* _Entries from a point annotation set_:

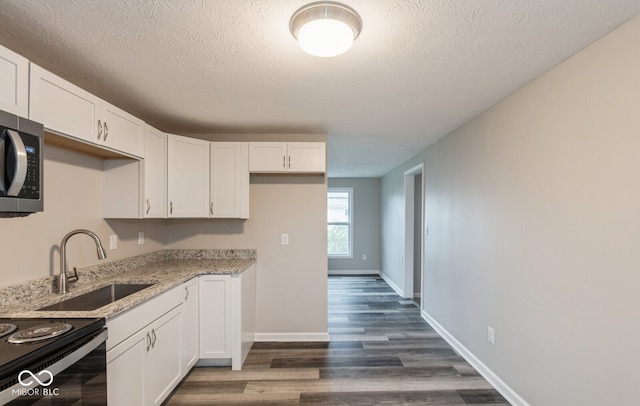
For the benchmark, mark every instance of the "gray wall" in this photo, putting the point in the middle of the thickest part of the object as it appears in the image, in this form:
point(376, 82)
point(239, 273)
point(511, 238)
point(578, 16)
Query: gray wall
point(366, 225)
point(533, 215)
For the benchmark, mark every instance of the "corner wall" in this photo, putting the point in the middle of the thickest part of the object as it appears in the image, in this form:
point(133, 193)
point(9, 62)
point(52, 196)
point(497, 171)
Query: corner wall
point(533, 212)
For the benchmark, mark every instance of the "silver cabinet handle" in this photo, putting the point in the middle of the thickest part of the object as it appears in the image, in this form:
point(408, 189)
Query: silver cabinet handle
point(21, 163)
point(99, 129)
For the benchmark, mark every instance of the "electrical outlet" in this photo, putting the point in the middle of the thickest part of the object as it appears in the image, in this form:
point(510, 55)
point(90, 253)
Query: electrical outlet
point(113, 242)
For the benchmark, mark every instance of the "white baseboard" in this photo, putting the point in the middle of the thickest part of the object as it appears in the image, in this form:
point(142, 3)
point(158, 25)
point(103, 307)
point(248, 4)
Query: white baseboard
point(353, 272)
point(484, 370)
point(393, 285)
point(291, 337)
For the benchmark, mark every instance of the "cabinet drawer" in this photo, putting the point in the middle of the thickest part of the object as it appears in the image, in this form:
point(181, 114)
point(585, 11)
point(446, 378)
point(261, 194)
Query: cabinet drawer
point(125, 325)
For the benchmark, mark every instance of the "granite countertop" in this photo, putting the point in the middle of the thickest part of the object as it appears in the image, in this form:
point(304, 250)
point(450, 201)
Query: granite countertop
point(164, 269)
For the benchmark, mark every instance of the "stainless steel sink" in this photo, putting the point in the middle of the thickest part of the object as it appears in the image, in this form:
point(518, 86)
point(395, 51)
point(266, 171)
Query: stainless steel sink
point(97, 298)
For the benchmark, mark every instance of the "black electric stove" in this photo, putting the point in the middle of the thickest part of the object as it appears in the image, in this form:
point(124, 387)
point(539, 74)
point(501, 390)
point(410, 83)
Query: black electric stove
point(25, 343)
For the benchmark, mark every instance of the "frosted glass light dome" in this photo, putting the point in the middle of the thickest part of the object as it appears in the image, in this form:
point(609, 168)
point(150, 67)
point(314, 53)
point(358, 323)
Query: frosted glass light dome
point(325, 29)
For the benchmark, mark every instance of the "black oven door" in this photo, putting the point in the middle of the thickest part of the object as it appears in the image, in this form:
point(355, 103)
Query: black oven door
point(77, 377)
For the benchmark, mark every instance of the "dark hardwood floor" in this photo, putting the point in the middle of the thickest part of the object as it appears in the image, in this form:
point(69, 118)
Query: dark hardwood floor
point(381, 353)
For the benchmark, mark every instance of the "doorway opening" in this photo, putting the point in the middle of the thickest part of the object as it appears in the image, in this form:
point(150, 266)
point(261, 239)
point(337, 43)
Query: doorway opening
point(414, 226)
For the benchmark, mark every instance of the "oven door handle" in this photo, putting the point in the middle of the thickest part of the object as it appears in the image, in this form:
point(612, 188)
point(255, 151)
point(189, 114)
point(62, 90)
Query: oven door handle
point(7, 395)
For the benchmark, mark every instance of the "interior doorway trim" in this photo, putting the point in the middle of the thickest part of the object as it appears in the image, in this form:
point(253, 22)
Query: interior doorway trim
point(409, 228)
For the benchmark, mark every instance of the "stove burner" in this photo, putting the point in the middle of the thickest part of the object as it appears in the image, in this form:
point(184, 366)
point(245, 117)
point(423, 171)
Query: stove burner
point(39, 332)
point(6, 328)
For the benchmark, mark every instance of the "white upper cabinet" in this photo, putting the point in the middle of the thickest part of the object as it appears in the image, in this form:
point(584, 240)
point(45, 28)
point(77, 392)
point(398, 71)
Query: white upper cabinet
point(229, 187)
point(120, 130)
point(14, 83)
point(187, 177)
point(66, 109)
point(267, 157)
point(154, 203)
point(137, 189)
point(306, 157)
point(61, 106)
point(292, 157)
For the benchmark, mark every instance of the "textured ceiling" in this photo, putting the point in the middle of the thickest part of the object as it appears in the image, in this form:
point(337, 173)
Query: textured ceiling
point(419, 69)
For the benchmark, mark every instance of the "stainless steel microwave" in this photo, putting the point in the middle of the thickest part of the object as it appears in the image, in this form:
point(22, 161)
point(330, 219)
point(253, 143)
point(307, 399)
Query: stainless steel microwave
point(20, 166)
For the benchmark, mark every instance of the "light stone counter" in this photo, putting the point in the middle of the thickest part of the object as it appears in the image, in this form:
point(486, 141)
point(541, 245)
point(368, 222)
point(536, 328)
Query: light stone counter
point(164, 269)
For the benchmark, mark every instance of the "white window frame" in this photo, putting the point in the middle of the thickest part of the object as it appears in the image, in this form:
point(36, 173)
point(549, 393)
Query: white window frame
point(349, 191)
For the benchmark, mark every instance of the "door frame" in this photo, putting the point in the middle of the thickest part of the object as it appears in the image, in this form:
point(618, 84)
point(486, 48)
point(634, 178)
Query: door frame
point(409, 228)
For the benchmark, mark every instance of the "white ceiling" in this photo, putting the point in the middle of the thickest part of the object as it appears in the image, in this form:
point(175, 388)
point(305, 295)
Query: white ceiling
point(418, 70)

* _TASK TO CARRY OUT_:
Pick out every line of the entries above that contains the string "microwave", treating uppercase and lowercase letters as distinct.

* _RESULT OF THE TASK_:
For the benchmark, mark every instance of the "stainless steel microwave" in this photo, putting the point in the middle of the thickest part of the object as it appears in the image, in this form:
Query: stainless steel microwave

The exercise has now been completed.